- _WORK TO COMPLETE_
Locate every line in the material below that contains the word "tent" and copy each of those lines.

- _ENTRIES_
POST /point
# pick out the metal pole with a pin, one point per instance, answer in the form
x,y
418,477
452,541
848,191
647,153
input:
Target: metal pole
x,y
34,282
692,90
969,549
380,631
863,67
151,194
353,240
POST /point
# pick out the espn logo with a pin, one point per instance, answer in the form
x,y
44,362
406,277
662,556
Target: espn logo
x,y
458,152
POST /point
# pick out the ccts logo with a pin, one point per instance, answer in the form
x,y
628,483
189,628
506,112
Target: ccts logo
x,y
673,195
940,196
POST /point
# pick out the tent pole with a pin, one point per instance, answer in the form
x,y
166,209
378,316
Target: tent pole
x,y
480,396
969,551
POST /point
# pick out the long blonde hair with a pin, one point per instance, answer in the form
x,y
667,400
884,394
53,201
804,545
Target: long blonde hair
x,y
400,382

* * *

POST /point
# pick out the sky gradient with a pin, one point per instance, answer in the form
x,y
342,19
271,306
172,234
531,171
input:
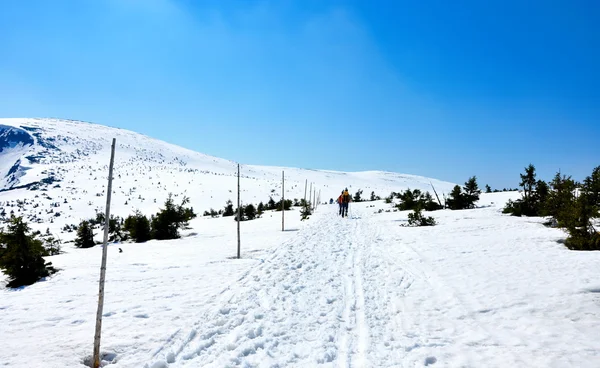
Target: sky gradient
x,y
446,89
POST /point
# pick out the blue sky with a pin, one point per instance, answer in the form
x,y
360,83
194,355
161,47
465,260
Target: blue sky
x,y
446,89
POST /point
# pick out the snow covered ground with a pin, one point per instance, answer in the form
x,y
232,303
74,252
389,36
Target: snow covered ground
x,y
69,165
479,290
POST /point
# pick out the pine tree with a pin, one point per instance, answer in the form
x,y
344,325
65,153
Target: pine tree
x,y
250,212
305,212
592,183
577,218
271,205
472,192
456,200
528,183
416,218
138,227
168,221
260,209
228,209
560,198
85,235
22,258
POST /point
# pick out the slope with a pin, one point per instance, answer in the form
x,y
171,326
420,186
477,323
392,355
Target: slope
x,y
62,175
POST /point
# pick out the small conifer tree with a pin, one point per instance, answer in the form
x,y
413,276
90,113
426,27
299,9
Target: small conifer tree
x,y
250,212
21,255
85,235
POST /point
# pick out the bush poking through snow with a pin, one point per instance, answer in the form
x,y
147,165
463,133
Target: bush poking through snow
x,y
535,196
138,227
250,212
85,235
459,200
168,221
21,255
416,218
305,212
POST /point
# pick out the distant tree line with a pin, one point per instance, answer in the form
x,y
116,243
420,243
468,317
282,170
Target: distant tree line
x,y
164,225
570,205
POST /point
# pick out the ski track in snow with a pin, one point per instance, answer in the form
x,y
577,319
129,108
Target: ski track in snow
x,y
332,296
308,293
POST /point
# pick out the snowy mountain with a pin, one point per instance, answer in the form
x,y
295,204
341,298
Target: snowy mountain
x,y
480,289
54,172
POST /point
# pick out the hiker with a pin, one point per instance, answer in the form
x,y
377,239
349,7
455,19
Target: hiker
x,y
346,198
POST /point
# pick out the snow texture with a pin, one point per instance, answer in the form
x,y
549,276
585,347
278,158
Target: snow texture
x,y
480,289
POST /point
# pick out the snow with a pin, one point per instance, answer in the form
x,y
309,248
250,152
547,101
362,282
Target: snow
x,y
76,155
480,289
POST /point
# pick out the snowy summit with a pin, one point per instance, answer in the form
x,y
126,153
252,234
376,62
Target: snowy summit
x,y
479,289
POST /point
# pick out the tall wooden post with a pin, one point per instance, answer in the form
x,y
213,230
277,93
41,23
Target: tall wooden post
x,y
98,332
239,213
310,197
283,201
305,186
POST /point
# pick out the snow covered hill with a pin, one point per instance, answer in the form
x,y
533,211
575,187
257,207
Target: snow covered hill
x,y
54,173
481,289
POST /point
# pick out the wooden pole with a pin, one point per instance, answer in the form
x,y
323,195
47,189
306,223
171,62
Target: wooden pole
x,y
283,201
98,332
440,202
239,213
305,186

- _EXERCISE RESULT_
# pick out the tent pole with a pin, one point per instance, answer in the form
Target: tent pole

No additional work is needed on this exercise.